**Point annotation records**
************

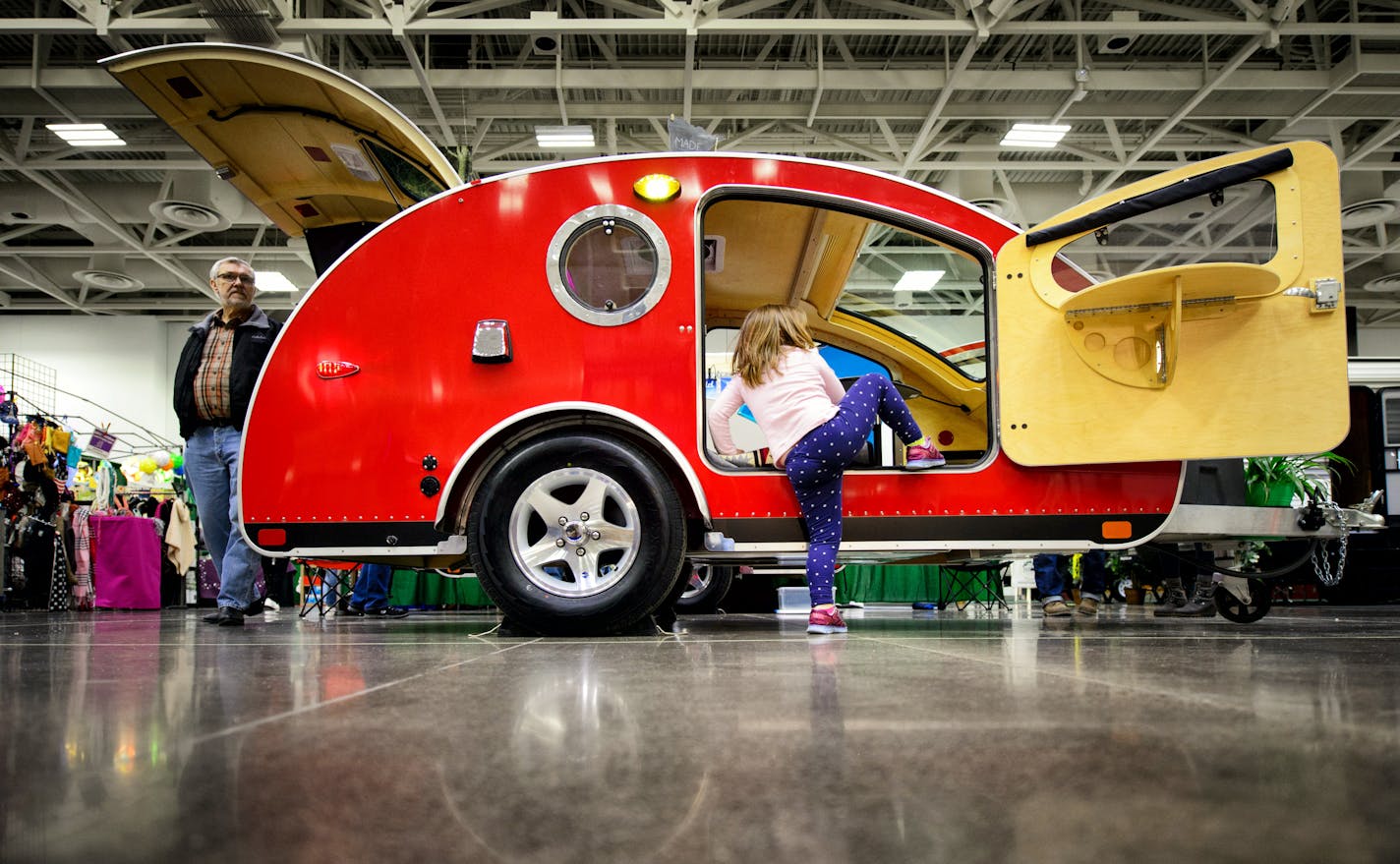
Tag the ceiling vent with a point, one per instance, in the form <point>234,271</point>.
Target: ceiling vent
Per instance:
<point>188,204</point>
<point>1372,211</point>
<point>243,22</point>
<point>104,273</point>
<point>545,43</point>
<point>1119,42</point>
<point>192,216</point>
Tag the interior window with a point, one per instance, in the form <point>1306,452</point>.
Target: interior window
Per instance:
<point>848,366</point>
<point>403,177</point>
<point>610,264</point>
<point>878,297</point>
<point>1241,217</point>
<point>927,292</point>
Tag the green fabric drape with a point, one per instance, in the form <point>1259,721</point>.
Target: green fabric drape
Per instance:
<point>904,584</point>
<point>432,589</point>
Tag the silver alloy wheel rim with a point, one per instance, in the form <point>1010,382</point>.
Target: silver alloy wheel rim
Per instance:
<point>580,535</point>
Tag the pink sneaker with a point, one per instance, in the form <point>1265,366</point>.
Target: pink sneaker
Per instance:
<point>825,620</point>
<point>923,454</point>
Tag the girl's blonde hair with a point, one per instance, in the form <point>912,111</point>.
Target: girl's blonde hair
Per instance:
<point>762,338</point>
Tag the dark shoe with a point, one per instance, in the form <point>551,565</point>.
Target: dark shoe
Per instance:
<point>386,612</point>
<point>1171,604</point>
<point>1201,603</point>
<point>227,616</point>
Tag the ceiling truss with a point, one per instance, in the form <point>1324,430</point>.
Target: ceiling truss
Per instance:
<point>920,89</point>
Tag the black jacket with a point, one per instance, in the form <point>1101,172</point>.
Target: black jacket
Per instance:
<point>253,343</point>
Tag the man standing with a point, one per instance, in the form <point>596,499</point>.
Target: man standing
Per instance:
<point>213,385</point>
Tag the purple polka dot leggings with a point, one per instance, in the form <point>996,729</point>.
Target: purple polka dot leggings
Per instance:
<point>815,467</point>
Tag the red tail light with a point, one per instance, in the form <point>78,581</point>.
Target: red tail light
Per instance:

************

**WHAT YOU HAVE TO DO**
Make an exact copy of all entries above, dropping the images.

**WORKED SOLUTION**
Tag the ceiling vent with a point, one per instance, in the form <point>234,271</point>.
Target: ceiling vent
Per instance:
<point>188,204</point>
<point>1372,211</point>
<point>243,22</point>
<point>104,273</point>
<point>545,43</point>
<point>1119,42</point>
<point>192,216</point>
Tag the interior window with a point, one per instance, in the form <point>1306,452</point>.
Target: interior window
Per instance:
<point>848,366</point>
<point>403,177</point>
<point>610,264</point>
<point>878,297</point>
<point>1241,217</point>
<point>927,292</point>
Tag the green fabric drape with a point, one per instance, in the form <point>1259,721</point>.
Target: green fabric drape
Per instance:
<point>904,584</point>
<point>432,589</point>
Tag the silver alloy wheel rim with a point, one per instance, in the form <point>1010,382</point>.
Target: silver alloy wheel rim
Per instance:
<point>580,535</point>
Tag the pink sneaker with a point, one per instance, in the form <point>1265,366</point>.
Target: pink sneaker
Per instance:
<point>825,620</point>
<point>923,454</point>
Tag the girl's blonde hair with a point, one per instance, in the form <point>912,111</point>.
Target: girl's blonde hair
Per instance:
<point>762,338</point>
Tag the dark shoe with a point, one per instance, in the form <point>551,565</point>.
Target: dark shoe
Per instance:
<point>386,612</point>
<point>1171,604</point>
<point>1201,603</point>
<point>227,616</point>
Tag the ceiling truss with a point, one per instance, in the form <point>1324,430</point>.
Target: ceiling truss
Per instance:
<point>920,89</point>
Tag the black jacket with a point, one per instance, in the form <point>1101,172</point>.
Target: black jacket
Per instance:
<point>253,343</point>
Tag the man standing with a point, one per instance, in the form <point>596,499</point>.
Target: man standing
Per instance:
<point>213,385</point>
Tag the purple polka dot leggings with a point, one per instance, in the form <point>996,729</point>.
Target: purple polka dot leggings
Per instance:
<point>815,467</point>
Tag the red tail light with a point, one per instance, in the form <point>78,581</point>.
Target: red tail light
Per instance:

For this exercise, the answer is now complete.